Find the line containing "utility pole in the photo above.". Return it and every line after it, unchanged, up to and including the last line.

::::::::::

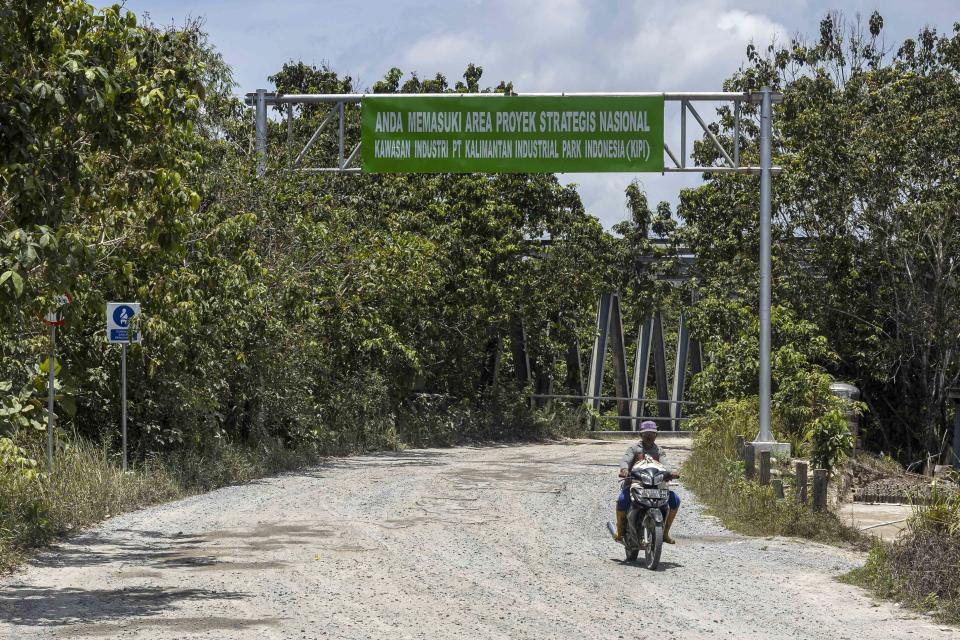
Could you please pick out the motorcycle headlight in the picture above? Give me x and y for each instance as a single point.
(650, 477)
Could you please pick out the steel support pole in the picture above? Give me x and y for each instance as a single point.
(261, 135)
(765, 166)
(123, 402)
(51, 391)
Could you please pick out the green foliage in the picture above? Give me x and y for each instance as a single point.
(919, 568)
(290, 310)
(865, 229)
(830, 440)
(715, 474)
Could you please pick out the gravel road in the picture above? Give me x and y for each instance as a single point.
(492, 542)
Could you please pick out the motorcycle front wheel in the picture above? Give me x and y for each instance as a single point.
(653, 536)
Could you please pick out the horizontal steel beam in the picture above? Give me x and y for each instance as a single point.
(749, 170)
(700, 96)
(573, 397)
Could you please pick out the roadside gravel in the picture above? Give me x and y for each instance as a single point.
(492, 542)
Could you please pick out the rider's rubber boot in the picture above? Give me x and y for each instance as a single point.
(621, 525)
(666, 526)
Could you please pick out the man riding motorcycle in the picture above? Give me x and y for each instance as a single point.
(646, 447)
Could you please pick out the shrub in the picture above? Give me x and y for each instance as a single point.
(830, 440)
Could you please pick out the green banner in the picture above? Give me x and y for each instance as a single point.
(511, 134)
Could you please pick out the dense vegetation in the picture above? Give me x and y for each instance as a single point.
(286, 317)
(292, 316)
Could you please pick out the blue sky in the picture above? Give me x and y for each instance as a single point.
(559, 45)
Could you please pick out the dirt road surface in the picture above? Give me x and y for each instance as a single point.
(496, 542)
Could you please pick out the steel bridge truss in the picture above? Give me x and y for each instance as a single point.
(346, 162)
(765, 98)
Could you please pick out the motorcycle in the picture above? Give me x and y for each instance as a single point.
(648, 482)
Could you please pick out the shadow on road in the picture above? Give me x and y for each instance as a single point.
(664, 566)
(53, 607)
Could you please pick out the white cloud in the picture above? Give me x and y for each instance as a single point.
(541, 45)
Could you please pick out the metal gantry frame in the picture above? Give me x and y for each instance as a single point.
(262, 99)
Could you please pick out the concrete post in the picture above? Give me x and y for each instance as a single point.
(749, 462)
(800, 493)
(764, 467)
(777, 485)
(819, 489)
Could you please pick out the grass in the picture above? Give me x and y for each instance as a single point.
(87, 486)
(715, 475)
(919, 569)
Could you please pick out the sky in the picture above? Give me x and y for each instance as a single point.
(539, 45)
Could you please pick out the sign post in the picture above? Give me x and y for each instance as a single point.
(120, 315)
(53, 319)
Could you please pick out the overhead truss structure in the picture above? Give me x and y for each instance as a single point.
(347, 162)
(765, 98)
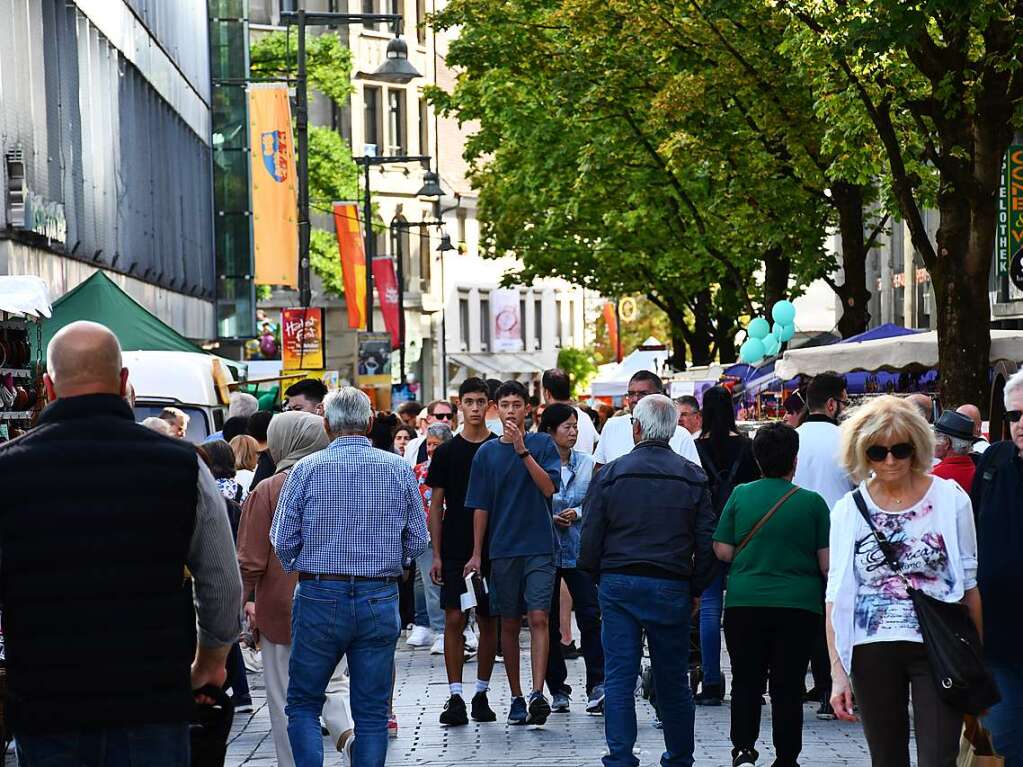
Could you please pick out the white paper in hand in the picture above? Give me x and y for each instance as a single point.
(469, 598)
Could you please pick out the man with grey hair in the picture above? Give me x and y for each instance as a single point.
(349, 521)
(117, 549)
(647, 534)
(997, 489)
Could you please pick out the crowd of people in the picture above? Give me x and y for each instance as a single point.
(322, 533)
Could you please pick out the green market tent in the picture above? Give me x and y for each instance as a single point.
(101, 300)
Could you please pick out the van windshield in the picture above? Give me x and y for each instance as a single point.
(197, 430)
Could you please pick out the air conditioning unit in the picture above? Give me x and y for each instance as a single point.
(16, 190)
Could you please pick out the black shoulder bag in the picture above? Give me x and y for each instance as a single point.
(952, 643)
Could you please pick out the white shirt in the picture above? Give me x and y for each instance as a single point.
(616, 441)
(819, 468)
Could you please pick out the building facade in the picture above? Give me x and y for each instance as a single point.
(104, 139)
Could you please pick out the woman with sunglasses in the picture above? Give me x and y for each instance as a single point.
(873, 632)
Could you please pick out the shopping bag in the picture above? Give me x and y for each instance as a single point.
(975, 746)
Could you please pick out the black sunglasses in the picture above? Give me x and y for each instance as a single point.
(901, 451)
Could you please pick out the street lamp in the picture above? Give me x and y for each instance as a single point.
(396, 69)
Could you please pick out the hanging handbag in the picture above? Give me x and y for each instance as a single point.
(953, 646)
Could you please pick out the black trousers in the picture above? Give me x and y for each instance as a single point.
(769, 644)
(587, 612)
(883, 675)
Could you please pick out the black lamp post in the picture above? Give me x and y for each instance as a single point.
(396, 69)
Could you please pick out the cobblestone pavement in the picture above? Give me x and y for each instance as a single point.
(574, 739)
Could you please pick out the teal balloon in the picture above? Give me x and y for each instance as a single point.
(752, 351)
(759, 328)
(784, 312)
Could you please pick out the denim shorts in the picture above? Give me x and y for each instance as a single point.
(521, 584)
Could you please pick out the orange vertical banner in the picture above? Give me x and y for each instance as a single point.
(353, 262)
(271, 170)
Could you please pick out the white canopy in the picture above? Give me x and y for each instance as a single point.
(613, 380)
(25, 295)
(918, 351)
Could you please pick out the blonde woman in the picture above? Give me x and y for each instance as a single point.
(874, 637)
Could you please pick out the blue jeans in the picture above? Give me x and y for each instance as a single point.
(428, 594)
(1006, 719)
(144, 746)
(331, 620)
(629, 605)
(710, 630)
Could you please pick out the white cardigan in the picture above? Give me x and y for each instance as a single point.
(952, 519)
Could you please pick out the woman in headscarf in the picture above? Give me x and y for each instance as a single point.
(268, 589)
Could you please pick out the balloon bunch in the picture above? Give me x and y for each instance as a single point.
(765, 341)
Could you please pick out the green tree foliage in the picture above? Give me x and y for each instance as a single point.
(332, 174)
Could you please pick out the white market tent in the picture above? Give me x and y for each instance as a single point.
(918, 351)
(613, 380)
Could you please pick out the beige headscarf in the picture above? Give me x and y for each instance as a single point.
(293, 436)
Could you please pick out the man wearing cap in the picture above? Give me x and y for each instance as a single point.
(953, 441)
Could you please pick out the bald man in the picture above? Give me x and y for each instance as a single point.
(99, 549)
(973, 413)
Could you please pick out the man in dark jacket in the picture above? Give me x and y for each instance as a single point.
(99, 558)
(647, 534)
(997, 487)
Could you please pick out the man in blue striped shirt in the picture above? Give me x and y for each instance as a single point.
(349, 520)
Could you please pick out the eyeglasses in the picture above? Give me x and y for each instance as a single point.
(901, 451)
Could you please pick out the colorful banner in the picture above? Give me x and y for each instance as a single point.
(271, 170)
(302, 339)
(1009, 234)
(353, 262)
(611, 320)
(387, 296)
(373, 365)
(506, 332)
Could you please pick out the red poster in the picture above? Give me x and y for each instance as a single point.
(387, 295)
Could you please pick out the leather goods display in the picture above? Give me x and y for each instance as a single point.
(952, 643)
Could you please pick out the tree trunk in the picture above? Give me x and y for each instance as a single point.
(853, 292)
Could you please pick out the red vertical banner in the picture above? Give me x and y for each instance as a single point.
(387, 296)
(611, 320)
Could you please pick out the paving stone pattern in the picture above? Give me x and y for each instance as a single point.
(573, 739)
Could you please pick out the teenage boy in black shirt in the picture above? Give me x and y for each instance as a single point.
(451, 534)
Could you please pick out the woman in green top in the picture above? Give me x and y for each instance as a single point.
(775, 537)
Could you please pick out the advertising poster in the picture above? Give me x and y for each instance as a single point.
(302, 340)
(373, 364)
(275, 227)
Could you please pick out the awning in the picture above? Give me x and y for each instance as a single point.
(501, 365)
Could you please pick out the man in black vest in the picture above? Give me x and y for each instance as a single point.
(100, 519)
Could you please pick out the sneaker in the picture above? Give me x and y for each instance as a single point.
(539, 709)
(518, 713)
(826, 713)
(421, 636)
(561, 702)
(711, 694)
(744, 756)
(454, 712)
(438, 646)
(594, 702)
(481, 711)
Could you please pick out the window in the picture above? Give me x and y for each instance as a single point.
(485, 323)
(396, 122)
(537, 322)
(463, 322)
(371, 114)
(424, 127)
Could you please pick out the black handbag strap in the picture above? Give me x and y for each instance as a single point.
(883, 543)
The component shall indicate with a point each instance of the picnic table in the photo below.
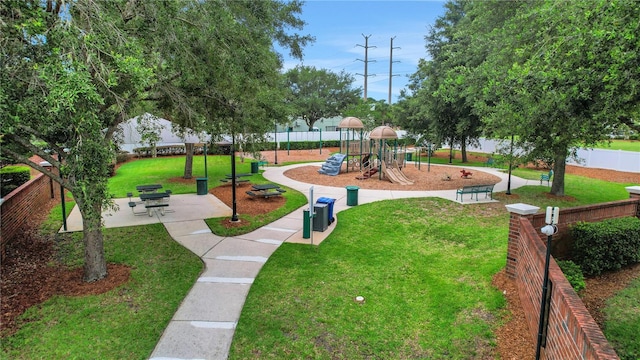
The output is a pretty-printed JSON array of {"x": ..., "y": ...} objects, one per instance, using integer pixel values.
[
  {"x": 229, "y": 177},
  {"x": 154, "y": 201},
  {"x": 265, "y": 190},
  {"x": 148, "y": 188}
]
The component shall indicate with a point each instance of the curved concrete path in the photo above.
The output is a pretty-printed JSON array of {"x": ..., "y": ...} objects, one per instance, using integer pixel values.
[{"x": 203, "y": 325}]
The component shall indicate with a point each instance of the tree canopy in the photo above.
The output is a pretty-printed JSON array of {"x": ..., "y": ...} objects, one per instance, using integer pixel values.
[
  {"x": 319, "y": 93},
  {"x": 557, "y": 75},
  {"x": 72, "y": 71}
]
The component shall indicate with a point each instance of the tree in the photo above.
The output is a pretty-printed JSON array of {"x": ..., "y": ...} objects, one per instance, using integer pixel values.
[
  {"x": 150, "y": 131},
  {"x": 567, "y": 82},
  {"x": 440, "y": 85},
  {"x": 317, "y": 94},
  {"x": 371, "y": 112},
  {"x": 71, "y": 72}
]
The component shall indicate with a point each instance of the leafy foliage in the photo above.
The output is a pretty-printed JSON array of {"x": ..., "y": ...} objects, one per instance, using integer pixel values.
[
  {"x": 573, "y": 273},
  {"x": 316, "y": 94},
  {"x": 73, "y": 71},
  {"x": 12, "y": 177},
  {"x": 606, "y": 245}
]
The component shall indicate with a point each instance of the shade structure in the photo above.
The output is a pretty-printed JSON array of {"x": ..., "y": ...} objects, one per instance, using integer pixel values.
[
  {"x": 383, "y": 132},
  {"x": 350, "y": 123}
]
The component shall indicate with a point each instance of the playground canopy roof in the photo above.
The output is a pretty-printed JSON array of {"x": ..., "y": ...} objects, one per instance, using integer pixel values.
[
  {"x": 351, "y": 123},
  {"x": 383, "y": 132}
]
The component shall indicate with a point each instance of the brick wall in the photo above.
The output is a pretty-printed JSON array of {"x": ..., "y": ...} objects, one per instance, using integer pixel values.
[
  {"x": 18, "y": 206},
  {"x": 562, "y": 241},
  {"x": 572, "y": 332}
]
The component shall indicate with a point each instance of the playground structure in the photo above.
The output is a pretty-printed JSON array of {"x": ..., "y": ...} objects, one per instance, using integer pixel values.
[
  {"x": 332, "y": 165},
  {"x": 359, "y": 154}
]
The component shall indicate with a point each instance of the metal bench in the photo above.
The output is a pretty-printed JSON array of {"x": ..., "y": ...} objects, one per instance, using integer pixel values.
[
  {"x": 150, "y": 207},
  {"x": 546, "y": 177},
  {"x": 475, "y": 189},
  {"x": 265, "y": 193}
]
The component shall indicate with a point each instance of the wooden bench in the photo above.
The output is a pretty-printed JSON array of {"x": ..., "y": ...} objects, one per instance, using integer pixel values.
[
  {"x": 546, "y": 177},
  {"x": 237, "y": 180},
  {"x": 266, "y": 193},
  {"x": 465, "y": 174},
  {"x": 150, "y": 207},
  {"x": 475, "y": 189}
]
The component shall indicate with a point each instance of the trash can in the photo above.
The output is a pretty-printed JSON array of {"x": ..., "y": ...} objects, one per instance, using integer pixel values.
[
  {"x": 306, "y": 224},
  {"x": 352, "y": 195},
  {"x": 329, "y": 202},
  {"x": 201, "y": 186},
  {"x": 320, "y": 218}
]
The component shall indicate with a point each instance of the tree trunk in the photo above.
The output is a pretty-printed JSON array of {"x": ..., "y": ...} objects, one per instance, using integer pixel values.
[
  {"x": 95, "y": 264},
  {"x": 188, "y": 162},
  {"x": 463, "y": 149},
  {"x": 559, "y": 166}
]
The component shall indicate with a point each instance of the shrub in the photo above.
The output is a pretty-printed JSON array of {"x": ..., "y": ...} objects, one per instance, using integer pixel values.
[
  {"x": 573, "y": 273},
  {"x": 122, "y": 156},
  {"x": 12, "y": 177},
  {"x": 606, "y": 245}
]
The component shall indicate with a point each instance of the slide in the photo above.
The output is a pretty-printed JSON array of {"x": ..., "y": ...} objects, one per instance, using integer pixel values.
[
  {"x": 394, "y": 175},
  {"x": 400, "y": 173},
  {"x": 332, "y": 165}
]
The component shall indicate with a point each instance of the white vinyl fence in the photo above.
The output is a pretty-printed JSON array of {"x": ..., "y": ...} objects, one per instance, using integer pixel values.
[{"x": 619, "y": 160}]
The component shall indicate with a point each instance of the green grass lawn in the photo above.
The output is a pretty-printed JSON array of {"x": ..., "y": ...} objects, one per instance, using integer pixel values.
[
  {"x": 124, "y": 323},
  {"x": 162, "y": 170},
  {"x": 424, "y": 267},
  {"x": 626, "y": 145},
  {"x": 425, "y": 279}
]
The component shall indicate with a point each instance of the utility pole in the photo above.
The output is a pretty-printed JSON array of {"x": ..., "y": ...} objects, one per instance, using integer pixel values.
[
  {"x": 391, "y": 66},
  {"x": 366, "y": 62}
]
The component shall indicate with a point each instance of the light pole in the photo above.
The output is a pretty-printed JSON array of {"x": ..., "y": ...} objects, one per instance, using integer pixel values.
[
  {"x": 234, "y": 216},
  {"x": 275, "y": 142},
  {"x": 64, "y": 208},
  {"x": 510, "y": 166},
  {"x": 549, "y": 230}
]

::::::::::

### [RIGHT ANSWER]
The component shall indicate with a point each instance of the utility pole in the photo above.
The output is a pretty-printed JSON array of {"x": ..., "y": ...} objects, one per instance, using integer pixel values.
[
  {"x": 391, "y": 66},
  {"x": 366, "y": 62}
]
The component shall indicate with a point each instance of the light pole in the photo above.
The output is a pretty-printed JSON array of {"x": ..., "y": ...} objects, one per instance, using integer pixel values.
[
  {"x": 234, "y": 216},
  {"x": 275, "y": 142},
  {"x": 64, "y": 208},
  {"x": 510, "y": 166},
  {"x": 549, "y": 230}
]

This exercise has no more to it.